** WRITTEN INSTRUCTION A **
Answer these from the excerpt on entropy and KL divergence:
(i) What entropy does the excerpt give for the output {0.9, 0.05, 0.025, 0.025}?
(ii) Which term of the cross entropy definition stays fixed during optimization?
(iii) In the Bayesian interpretation, what does KL divergence represent?

** SOURCE EXCERPT **
****
The output, for an environment with an action size of 4, may look something like this for a given game state:

{0.9, 0.05, 0.025, 0.025}

In the case above, the agent will most likely choose the first action (i.e. p = 0.9). So far so good – but how does entropy come into this? One of the key problems which needs to be addressed in reinforcement learning is making sure the agent doesn’t learn to converge on one set of actions or strategies too quickly. This is called encouraging exploration. In the policy gradient version of reinforcement learning, exploration can be encouraged by putting the negative of the entropy of the output layer into the loss function. Thus, as the loss is minimized, any “narrowing down” of the probabilities of the agent’s actions must be strong enough to counteract the increase in the negative entropy.

For instance, the entropy of the example output above, given its predilection for choosing the first action (i.e. p = 0.9), is quite low – 0.61bits. Consider an alternative output of the softmax layer however:

{0.3, 0.2, 0.25, 0.25}

In this case, the entropy is larger 1.98bits, given that there is more uncertainty in what action the agent should choose. If the negative of entropy is included in the loss function, a higher entropy will act to reduce the loss value more than a lower entropy, and hence there will be a tendency not to converge too quickly on a definitive set of actions (i.e. low entropy).

Entropy is also used in certain Bayesian methods in machine learning, but these won’t be discussed here. It is now time to consider the commonly used cross entropy loss function.

Cross entropy and KL divergence

Cross entropy is, at its core, a way of measuring the “distance” between two probability distributions P and Q. As you observed, entropy on its own is just a measure of a single probability distribution. As such, if we are trying to find a way to model a true probability distribution, P, using, say, a neural network to produce an approximate probability distribution Q, then there is the need for some sort of distance or difference measure which can be minimized.

The difference measure in cross entropy arises from something called Kullback–Leibler (KL) divergence. This can be seen in the definition of the cross entropy function:

$$H(p, q) = H(p) + D_{KL}(p \parallel q)$$

The first term, the entropy of the true probability distribution p, during optimization is fixed – it reduces to an additive constant during optimization. It is only the parameters of the second, approximation distribution, q that can be varied during optimization – and hence the core of the cross entropy measure of distance is the KL divergence function.

KL divergence

The KL divergence between two distributions has many different interpretations from an information theoretic perspective. It is also, in simplified terms, an expression of “surprise” – under the assumption that P and Q are close, it is surprising if it turns out that they are not, hence in those cases the KL divergence will be high. If they are close together, then the KL divergence will be low.

Another interpretation of KL divergence, from a Bayesian perspective, is intuitive – this interpretation says KL divergence is the information gained when we move from a prior distribution Q to a posterior distribution P. The expression for KL divergence can also be derived by using a likelihood ratio approach.
****
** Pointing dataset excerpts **

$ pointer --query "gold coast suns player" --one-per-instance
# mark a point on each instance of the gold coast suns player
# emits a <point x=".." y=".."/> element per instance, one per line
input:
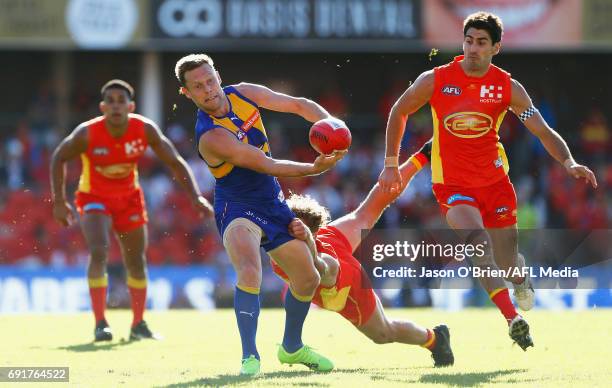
<point x="109" y="195"/>
<point x="469" y="98"/>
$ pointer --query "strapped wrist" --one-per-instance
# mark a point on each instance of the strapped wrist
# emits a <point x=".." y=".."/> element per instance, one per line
****
** WRITTEN INSTRUCTION B **
Select every line of the rows that contains the string "query", with case counting.

** EXERCISE RESULT A **
(i) 0.61 bits
(ii) The first term, the entropy of the true probability distribution p
(iii) The information gained when moving from a prior distribution Q to a posterior distribution P

** EXERCISE RESULT B **
$ pointer --query "gold coast suns player" --one-per-instance
$ pointer --query "strapped wrist" --one-per-instance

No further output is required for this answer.